**Work required:** Rewrite all of the records below, changing every "a dot per instance" to "one dot for each instance" and keeping everything else the same. Leave the pictures out.

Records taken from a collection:
..............................

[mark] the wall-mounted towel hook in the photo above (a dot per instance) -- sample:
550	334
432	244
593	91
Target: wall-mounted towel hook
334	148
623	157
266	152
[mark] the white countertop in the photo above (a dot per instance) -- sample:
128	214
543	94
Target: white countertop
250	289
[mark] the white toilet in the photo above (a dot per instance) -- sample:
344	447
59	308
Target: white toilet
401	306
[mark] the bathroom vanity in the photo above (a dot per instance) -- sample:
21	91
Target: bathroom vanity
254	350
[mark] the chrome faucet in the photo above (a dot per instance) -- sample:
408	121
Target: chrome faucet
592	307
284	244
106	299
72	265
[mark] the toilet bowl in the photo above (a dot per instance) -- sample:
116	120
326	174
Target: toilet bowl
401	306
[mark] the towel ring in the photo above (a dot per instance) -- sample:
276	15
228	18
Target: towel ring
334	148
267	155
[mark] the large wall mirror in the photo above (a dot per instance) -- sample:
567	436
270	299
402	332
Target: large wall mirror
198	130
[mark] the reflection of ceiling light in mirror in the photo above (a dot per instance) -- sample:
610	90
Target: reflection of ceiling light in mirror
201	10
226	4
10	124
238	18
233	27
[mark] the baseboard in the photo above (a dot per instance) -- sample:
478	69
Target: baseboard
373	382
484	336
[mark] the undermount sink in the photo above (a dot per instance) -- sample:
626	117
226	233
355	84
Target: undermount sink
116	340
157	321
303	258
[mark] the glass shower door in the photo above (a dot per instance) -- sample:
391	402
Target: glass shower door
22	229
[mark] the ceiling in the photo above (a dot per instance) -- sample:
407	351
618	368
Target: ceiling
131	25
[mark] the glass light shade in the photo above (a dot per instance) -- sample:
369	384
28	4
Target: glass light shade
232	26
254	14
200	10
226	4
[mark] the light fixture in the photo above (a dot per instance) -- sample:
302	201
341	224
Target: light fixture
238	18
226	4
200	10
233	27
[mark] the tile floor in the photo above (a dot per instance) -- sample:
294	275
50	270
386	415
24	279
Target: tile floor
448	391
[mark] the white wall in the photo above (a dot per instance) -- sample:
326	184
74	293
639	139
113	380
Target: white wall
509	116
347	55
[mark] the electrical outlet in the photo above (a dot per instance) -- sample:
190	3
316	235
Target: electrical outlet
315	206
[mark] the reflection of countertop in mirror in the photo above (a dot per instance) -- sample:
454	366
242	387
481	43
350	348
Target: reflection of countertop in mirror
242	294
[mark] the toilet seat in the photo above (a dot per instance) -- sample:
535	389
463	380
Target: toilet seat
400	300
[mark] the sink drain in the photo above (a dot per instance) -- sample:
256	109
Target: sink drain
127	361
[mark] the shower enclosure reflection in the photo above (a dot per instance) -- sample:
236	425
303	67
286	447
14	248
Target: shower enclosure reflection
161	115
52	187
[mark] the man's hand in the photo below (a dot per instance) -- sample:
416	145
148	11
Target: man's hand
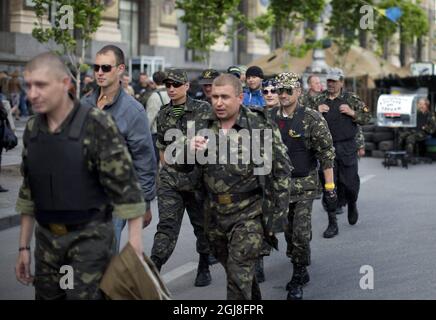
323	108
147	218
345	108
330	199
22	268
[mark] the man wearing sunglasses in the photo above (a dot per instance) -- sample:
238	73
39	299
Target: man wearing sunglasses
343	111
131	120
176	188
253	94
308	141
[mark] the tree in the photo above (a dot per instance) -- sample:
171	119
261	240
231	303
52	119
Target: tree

..............................

**Answer to the exercise:**
[mark] the wall-mounted towel hook in the photo above (one dot for each instance) -- sample:
550	334
432	244
593	91
Target: wall-mounted towel hook
334	148
623	157
266	152
[mark] the white countertop in the photo above (one dot for each instance) -- sample:
128	214
543	94
Target: white countertop
250	289
[mark] the white toilet in the photo above (one dot for each instance) -- sample:
344	447
59	308
Target: white toilet
401	306
[mark] the bathroom vanity in the photo above (one dot for each instance) -- sample:
21	91
Target: bathroom vanity
254	350
[mark] the chrome faucet in the photo above (one dot for each instance) -- sample:
408	121
Target: chrome faucet
592	307
284	244
106	299
72	265
[mark] the toilet bowl in the photo above (one dot for each instance) -- sample:
116	120
326	174
Target: toilet bowl
401	306
[mark] the towel ring in the photo above (one dot for each instance) -- sample:
276	15
228	18
Target: towel ring
334	148
267	155
[mark] the large wall mirror in the photo above (one dot for each instance) -- sample:
567	436
270	299
402	332
Target: large wall mirror
198	130
[mark] the reflection of ceiling light in mirror in the photo above (one dot for each instance) -- sample:
610	90
Target: reflection of ceiling light in mirror
201	10
226	4
10	124
238	18
233	27
[mark] the baseboard in the photo above (one dot for each instance) -- sample:
478	69
Target: baseboard
373	382
484	336
[mark] the undermount sink in the photo above (one dot for each instance) -- sample:
626	117
226	233
355	84
Target: undermount sink
116	340
157	321
303	258
[mark] the glass shower door in the photo above (one dot for each instance) -- sample:
391	402
Target: glass shower door
22	229
[mark] the ceiling in the photo above (one dot for each instance) -- sample:
407	351
618	368
Target: ceiling
131	25
[mark] the glass light shade in the photo above (one dot for each instance) -- sample:
369	384
28	4
Target: glass light shade
232	26
254	14
200	10
226	4
[mark] the light fixture in the photo above (one dot for each instance) -- sample:
302	201
341	224
Target: light fixture
238	18
226	4
200	10
233	27
[mark] the tile floor in the photo above (one dot for each instance) -- sample:
294	275
50	270
386	415
24	279
Target: tile floor
448	391
[mark] the white wall in the photo above (one dot for each instance) -- sample:
326	184
74	293
639	139
113	380
Target: white wall
509	116
347	55
[mark] the electrical outlet in the photo above (one dot for each instance) -- sample:
190	3
316	235
Target: electrical outlet
315	206
[mark] the reflection of countertop in mirror in the photo above (one dot for each instance) -- sample:
454	366
242	387
481	43
350	348
Target: reflection of countertop in mirror
242	294
[mark] the toilet seat in the photo above (one dot for each instance) -- sample:
535	389
463	380
Target: toilet seat
400	300
[mark] the sink drain in the photo above (one dot for each instance) -- sample:
256	109
Target: sink drain
127	361
[mark] the shower enclosure reflection in the photo above (one dot for each instance) -- sample:
236	425
303	67
286	447
14	248
Target: shower enclosure reflection
161	115
52	187
[mark] the man's hand in the photo below (one dot for each instance) -- sample:
416	145
148	11
Target: man's hand
323	108
147	218
345	108
330	199
22	268
[mark] the man wearing sunglasses in the photo above (one dot for each instance) -- sample:
238	73
39	299
Target: man wearing sunglasses
343	111
131	120
176	188
253	94
308	141
[mark] the tree in the photo above (one dot for each instance) -- sample:
171	119
261	240
231	303
52	119
Target: tree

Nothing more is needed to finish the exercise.